## REQUIRED WORK
Please copy out every line in the entries that includes the word "vegetation".

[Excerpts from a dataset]
------------------------------

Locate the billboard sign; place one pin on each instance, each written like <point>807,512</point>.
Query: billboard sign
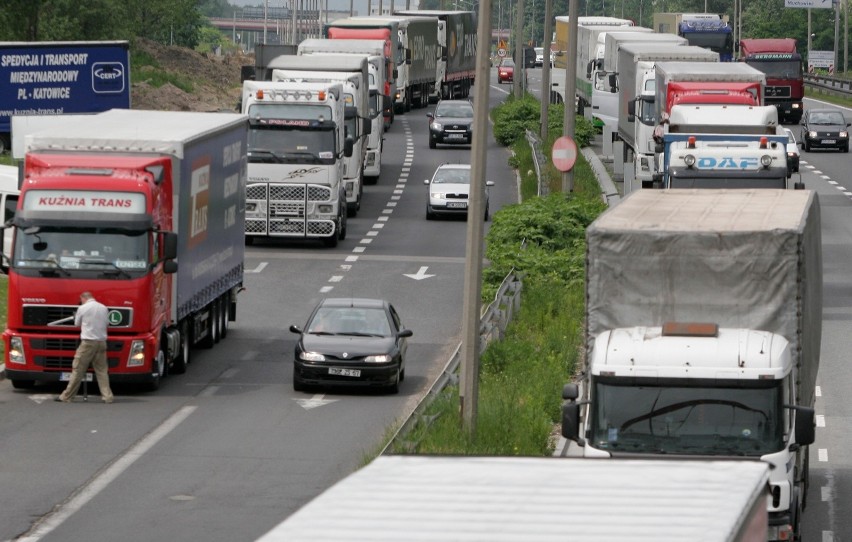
<point>813,4</point>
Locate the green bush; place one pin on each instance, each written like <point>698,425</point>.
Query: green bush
<point>514,116</point>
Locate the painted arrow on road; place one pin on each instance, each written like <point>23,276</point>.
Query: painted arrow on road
<point>420,275</point>
<point>315,401</point>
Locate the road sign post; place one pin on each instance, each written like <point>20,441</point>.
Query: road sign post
<point>564,154</point>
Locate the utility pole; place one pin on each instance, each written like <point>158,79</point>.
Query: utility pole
<point>568,119</point>
<point>469,383</point>
<point>545,68</point>
<point>518,75</point>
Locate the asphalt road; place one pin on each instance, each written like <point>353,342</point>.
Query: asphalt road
<point>228,450</point>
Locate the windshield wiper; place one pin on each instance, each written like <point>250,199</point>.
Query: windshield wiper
<point>302,155</point>
<point>686,404</point>
<point>264,155</point>
<point>110,264</point>
<point>51,266</point>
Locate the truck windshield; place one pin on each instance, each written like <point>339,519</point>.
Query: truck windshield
<point>722,43</point>
<point>61,252</point>
<point>702,418</point>
<point>778,69</point>
<point>271,143</point>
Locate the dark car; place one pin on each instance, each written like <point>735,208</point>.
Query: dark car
<point>451,123</point>
<point>505,71</point>
<point>825,129</point>
<point>351,342</point>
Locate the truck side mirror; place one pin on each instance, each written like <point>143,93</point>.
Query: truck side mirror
<point>169,245</point>
<point>805,432</point>
<point>571,421</point>
<point>571,413</point>
<point>613,82</point>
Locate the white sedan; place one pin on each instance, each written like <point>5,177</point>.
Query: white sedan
<point>449,190</point>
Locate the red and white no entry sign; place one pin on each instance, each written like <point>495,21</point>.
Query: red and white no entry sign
<point>564,153</point>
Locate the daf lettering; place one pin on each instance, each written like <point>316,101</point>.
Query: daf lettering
<point>710,162</point>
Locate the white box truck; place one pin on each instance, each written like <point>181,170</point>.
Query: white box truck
<point>636,111</point>
<point>379,90</point>
<point>536,499</point>
<point>703,328</point>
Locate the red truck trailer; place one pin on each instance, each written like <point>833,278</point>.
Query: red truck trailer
<point>782,64</point>
<point>146,210</point>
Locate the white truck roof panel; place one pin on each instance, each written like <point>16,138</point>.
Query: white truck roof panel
<point>667,52</point>
<point>131,130</point>
<point>710,71</point>
<point>433,498</point>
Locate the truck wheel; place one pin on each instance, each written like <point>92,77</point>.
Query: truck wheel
<point>224,306</point>
<point>22,384</point>
<point>216,313</point>
<point>160,362</point>
<point>179,365</point>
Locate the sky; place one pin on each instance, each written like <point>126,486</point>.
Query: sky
<point>361,6</point>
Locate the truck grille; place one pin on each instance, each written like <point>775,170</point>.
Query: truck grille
<point>777,92</point>
<point>289,205</point>
<point>63,316</point>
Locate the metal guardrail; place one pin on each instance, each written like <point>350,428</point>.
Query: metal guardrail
<point>843,87</point>
<point>492,327</point>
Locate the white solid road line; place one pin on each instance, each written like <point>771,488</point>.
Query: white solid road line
<point>86,493</point>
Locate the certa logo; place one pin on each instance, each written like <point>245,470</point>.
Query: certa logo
<point>710,162</point>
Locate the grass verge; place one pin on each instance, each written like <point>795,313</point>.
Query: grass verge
<point>521,377</point>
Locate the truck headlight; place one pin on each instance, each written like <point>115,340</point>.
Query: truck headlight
<point>137,354</point>
<point>16,351</point>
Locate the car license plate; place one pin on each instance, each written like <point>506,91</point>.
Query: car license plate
<point>344,372</point>
<point>65,377</point>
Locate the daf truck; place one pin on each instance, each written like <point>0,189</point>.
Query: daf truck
<point>146,210</point>
<point>703,325</point>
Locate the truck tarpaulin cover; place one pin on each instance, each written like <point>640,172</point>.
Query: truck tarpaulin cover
<point>739,258</point>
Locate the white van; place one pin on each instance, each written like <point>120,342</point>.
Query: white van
<point>8,202</point>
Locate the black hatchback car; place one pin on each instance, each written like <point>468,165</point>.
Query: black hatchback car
<point>825,129</point>
<point>451,123</point>
<point>351,342</point>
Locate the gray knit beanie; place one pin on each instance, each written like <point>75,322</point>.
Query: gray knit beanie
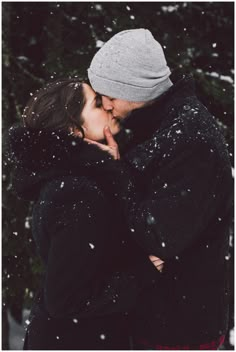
<point>130,66</point>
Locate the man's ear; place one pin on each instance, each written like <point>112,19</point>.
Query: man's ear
<point>75,131</point>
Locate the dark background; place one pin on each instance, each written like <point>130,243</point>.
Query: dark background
<point>47,40</point>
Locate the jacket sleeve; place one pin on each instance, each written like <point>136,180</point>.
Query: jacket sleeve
<point>170,216</point>
<point>78,241</point>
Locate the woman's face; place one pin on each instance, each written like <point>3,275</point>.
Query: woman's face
<point>95,118</point>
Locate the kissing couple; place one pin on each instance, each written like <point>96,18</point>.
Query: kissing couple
<point>132,188</point>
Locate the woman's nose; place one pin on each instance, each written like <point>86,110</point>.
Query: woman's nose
<point>107,103</point>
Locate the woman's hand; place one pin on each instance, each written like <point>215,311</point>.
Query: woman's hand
<point>111,147</point>
<point>157,262</point>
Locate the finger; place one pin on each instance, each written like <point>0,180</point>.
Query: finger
<point>157,262</point>
<point>109,138</point>
<point>99,145</point>
<point>160,268</point>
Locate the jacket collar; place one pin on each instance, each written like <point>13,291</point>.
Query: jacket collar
<point>145,121</point>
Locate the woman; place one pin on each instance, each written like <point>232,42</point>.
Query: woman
<point>92,269</point>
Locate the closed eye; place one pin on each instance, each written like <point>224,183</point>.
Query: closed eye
<point>98,101</point>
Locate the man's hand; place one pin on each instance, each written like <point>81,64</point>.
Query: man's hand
<point>111,147</point>
<point>157,262</point>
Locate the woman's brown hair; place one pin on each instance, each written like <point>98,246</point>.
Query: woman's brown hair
<point>57,106</point>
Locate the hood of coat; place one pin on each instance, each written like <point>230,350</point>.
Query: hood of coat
<point>41,155</point>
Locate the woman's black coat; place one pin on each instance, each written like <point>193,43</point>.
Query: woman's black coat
<point>92,268</point>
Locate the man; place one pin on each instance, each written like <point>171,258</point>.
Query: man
<point>180,209</point>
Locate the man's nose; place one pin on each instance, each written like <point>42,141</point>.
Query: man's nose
<point>107,103</point>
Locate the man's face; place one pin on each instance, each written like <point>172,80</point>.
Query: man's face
<point>119,108</point>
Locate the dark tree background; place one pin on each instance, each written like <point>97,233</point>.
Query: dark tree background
<point>47,40</point>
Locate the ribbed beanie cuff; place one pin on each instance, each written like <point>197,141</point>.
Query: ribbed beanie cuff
<point>126,91</point>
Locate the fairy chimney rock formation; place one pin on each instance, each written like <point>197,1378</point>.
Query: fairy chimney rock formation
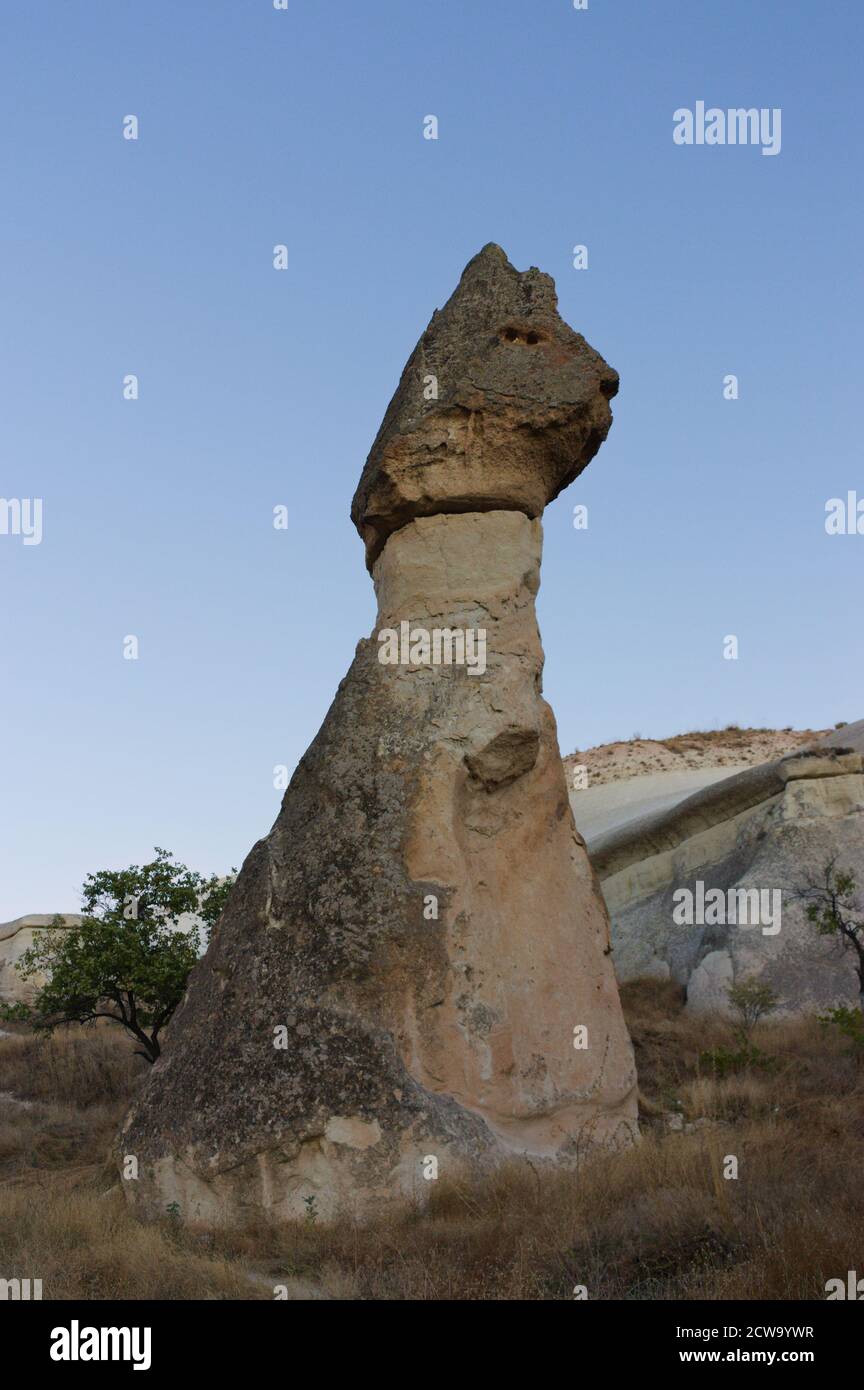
<point>413,973</point>
<point>500,406</point>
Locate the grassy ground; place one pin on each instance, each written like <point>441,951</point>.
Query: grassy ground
<point>656,1222</point>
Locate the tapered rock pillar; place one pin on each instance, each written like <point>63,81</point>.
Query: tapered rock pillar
<point>414,963</point>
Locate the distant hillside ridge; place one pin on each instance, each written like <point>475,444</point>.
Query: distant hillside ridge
<point>731,747</point>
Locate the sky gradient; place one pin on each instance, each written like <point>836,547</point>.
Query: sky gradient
<point>263,388</point>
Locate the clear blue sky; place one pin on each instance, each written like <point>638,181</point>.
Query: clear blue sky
<point>304,127</point>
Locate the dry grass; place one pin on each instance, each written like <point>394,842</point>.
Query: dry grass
<point>656,1222</point>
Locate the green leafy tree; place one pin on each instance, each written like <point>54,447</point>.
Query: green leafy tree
<point>128,959</point>
<point>834,906</point>
<point>752,1001</point>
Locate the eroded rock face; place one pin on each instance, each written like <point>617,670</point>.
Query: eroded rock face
<point>17,937</point>
<point>404,962</point>
<point>500,406</point>
<point>766,831</point>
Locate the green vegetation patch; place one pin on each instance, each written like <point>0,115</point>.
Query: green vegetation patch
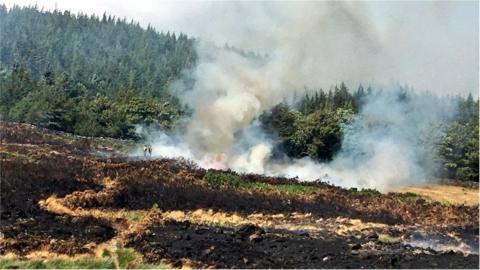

------------------------------

## FINISHED TASK
Locate the green vegetation patch; place one pin on each instance, each written like <point>0,115</point>.
Query: green vegetation patch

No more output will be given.